Tech Talk #157–July 3, 2021

Saving voicemails

Some voicemails are too significant or sentimental to trust Verizon, AT&T, or whoever your cell service provider is, to keep them safe for you. If you get a new phone, migrate to a new voicemail app, or change providers, there is always a chance of losing a saved voicemail. Here’s how to back up your important voicemails from Apple or Android phones.


On your iPhone, tap on the phone icon and tap the Voicemail app. Next, find the voicemail you’d like to back up and click the Share icon (the box with the arrow pointing out of the box.) Now you have several choices; here’s what happens with the most common.

Sharing your voicemail to Notes creates a new Note and adds an m4a recording of your voicemail to the Note. You can then save the Note with a meaningful name. Or keep the default name “New Note” if you’re feeling rebellious or if you want to confuse yourself when you go looking for this voicemail in your Notes app.

If you choose the Voice Memos app, it creates a new voice memo using your voicemail. Unfortunately, you can’t easily change the default name of the voicemail. Open the Voice Memos app to listen to your voicemail.

THE TASK:
Copy the entire voicemail article word for word. Rely only on the voicemail article for everything here.

STORED ROWS:
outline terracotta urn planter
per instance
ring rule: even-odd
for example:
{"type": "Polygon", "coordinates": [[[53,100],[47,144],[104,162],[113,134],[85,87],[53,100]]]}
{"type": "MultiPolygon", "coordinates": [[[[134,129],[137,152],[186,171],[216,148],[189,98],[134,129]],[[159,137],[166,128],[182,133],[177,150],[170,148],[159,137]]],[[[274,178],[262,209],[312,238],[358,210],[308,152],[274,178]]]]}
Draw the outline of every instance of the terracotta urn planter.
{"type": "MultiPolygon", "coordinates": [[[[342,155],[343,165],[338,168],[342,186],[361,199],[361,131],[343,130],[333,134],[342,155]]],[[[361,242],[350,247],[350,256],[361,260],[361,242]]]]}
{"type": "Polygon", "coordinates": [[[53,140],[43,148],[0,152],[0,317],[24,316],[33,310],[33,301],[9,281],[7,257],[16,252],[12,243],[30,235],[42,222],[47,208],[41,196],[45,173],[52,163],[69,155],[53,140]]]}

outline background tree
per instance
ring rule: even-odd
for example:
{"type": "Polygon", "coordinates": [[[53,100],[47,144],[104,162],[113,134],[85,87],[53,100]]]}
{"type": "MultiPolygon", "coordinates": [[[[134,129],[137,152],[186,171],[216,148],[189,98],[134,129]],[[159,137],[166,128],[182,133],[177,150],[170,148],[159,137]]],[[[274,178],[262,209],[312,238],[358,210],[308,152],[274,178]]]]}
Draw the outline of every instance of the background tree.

SOLUTION TO THIS EXERCISE:
Tech Talk #157–July 3, 2021

Saving voicemails

Some voicemails are too significant or sentimental to trust Verizon, AT&T, or whoever your cell service provider is, to keep them safe for you. If you get a new phone, migrate to a new voicemail app, or change providers, there is always a chance of losing a saved voicemail. Here’s how to back up your important voicemails from Apple or Android phones.


On your iPhone, tap on the phone icon and tap the Voicemail app. Next, find the voicemail you’d like to back up and click the Share icon (the box with the arrow pointing out of the box.) Now you have several choices; here’s what happens with the most common.

Sharing your voicemail to Notes creates a new Note and adds an m4a recording of your voicemail to the Note. You can then save the Note with a meaningful name. Or keep the default name “New Note” if you’re feeling rebellious or if you want to confuse yourself when you go looking for this voicemail in your Notes app.

If you choose the Voice Memos app, it creates a new voice memo using your voicemail. Unfortunately, you can’t easily change the default name of the voicemail. Open the Voice Memos app to listen to your voicemail.